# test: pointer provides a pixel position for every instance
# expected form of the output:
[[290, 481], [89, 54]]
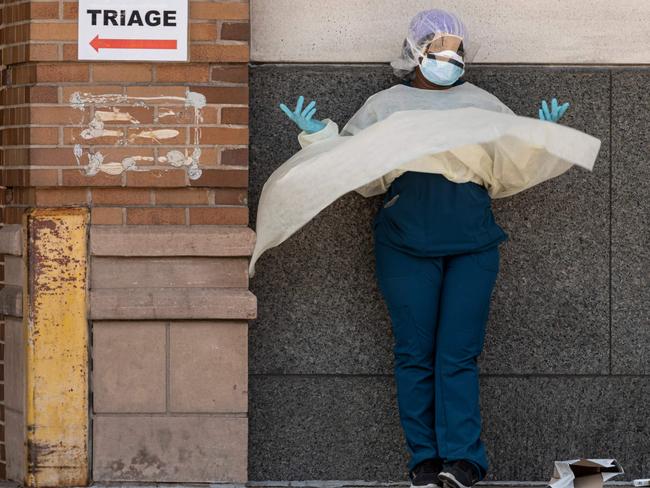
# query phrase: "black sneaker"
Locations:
[[425, 474], [459, 474]]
____________________
Omit all pictures and write out, exactly, only the lines from the line containing "# expected form" through the last line of the entries above.

▸ YOUR SOLUTION:
# expected form of the output:
[[290, 481], [89, 54]]
# query phrase: "black sneaker"
Locations:
[[425, 474], [459, 474]]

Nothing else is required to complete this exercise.